─── Texte à lire
Tout est réparable, tout dépend du prix. Malheureusement aujourd’hui, les équipements usagés finissent trop souvent à la poubelle, où ils seront détruits plutôt que réemployés.
Or, compte tenu de la place grandissante du high-tech dans nos vies, le réemploi, la réparation et la réutilisation devraient être placés au cœur des projets de relance national et européen. En témoigne le temps passé par les Français sur leur téléphone, en particulier durant le confinement. En 2020, l’usage du smartphone a explosé pour 80% des Français par rapport à 2019 et un utilisateur sur deux passe plus de trois heures par jour sur son téléphone.
Le reconditionnement consiste à garantir la remise en condition d’utilisation d’un produit. Ce dernier est testé, réparé si nécessaire et revendu, accompagné d’une garantie. C’est sur le plan écologique que les bénéfices sont les plus évidents : 80% de l’impact sur l’environnement des biens manufacturés que nous utilisons provient de la production (de l’extraction des matières premières, de l’assemblage, du transport…). Un smartphone peut ainsi avoir fait 4 fois le tour de la terre avant d’atteindre la poche du client final. Il représentera alors jusqu’à 100 kg d’émissions de CO2 avant même son premier usage. Le concept scientifique de sac à dos écologique est utilisé pour rendre compréhensibles toutes les ressources intégrées dans un produit fini. Un « poids » environnemental dont les Français sont de plus en plus conscients : selon le baromètre Celside Insurance / Harris Interactive sur la vie numérique en Europe, 7 Français sur 10 seraient prêts à acheter un appareil multimédia reconditionné.
──────
─── Jeu de données
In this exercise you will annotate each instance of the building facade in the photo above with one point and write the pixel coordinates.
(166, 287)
──────
### Exercices à faire:
(a) Recopiez le passage du texte sur le reconditionnement qui commence par les mots contenant « Tout est réparable, tout » et se termine par « plutôt que réemployés. ». Remplacez-y « poubelle » par « déchetterie ».
(b) Relevez les étapes de la production que le texte sur le reconditionnement énumère entre parenthèses.
(c) Rédigez s'il vous plaît la suite du texte sur le reconditionnement, à partir de sa dernière phrase.
Le matériel fourni ne joue aucun rôle ici.

### Corrigé par exercice:
(a)
Tout est réparable, tout dépend du prix. Malheureusement aujourd’hui, les équipements usagés finissent trop souvent à la déchetterie, où ils seront détruits plutôt que réemployés.

(b) l'extraction des matières premières, l'assemblage, le transport

(c)
Prolonger la durée de vie de nos appareils permet d’amortir la « charge » de notre consommation d’équipements sur la nature. Le Wuppertal Institute (un centre de recherche en écologie allemand) estime ainsi que le sac à dos écologique d’un téléphone portable se situe entre 40 et 100 kilos de matières premières primaires pour un objet de 200 grammes.
Le reconditionnement a également un fort impact social positif. Il permet de rendre accessibles au plus grand nombre des outils du quotidien. Compte tenu de la demande croissante de biens réemployés de qualité, le secteur devrait permettre d’importantes créations d’emplois, en particulier dans les métiers commerciaux, logistiques, techniques et d’ingénierie.
En effet, le secteur du réemploi permet à des consommateurs d’acheter un produit usagé à un juste prix. Cela donne lieu à deux phénomènes : une ouverture du marché à des personnes qui ne pourraient pas s’offrir un produit neuf (les baisses permises par le reconditionnement s’inscrivent entre -10 et -70% du prix du neuf) ainsi qu’une seconde vie qui redonne de la valeur à l’objet reconditionné. Cet argent touché par l’ancien propriétaire pourra, à terme, être réinjecté dans l’économie et sera réinvesti dans une dynamique circulaire.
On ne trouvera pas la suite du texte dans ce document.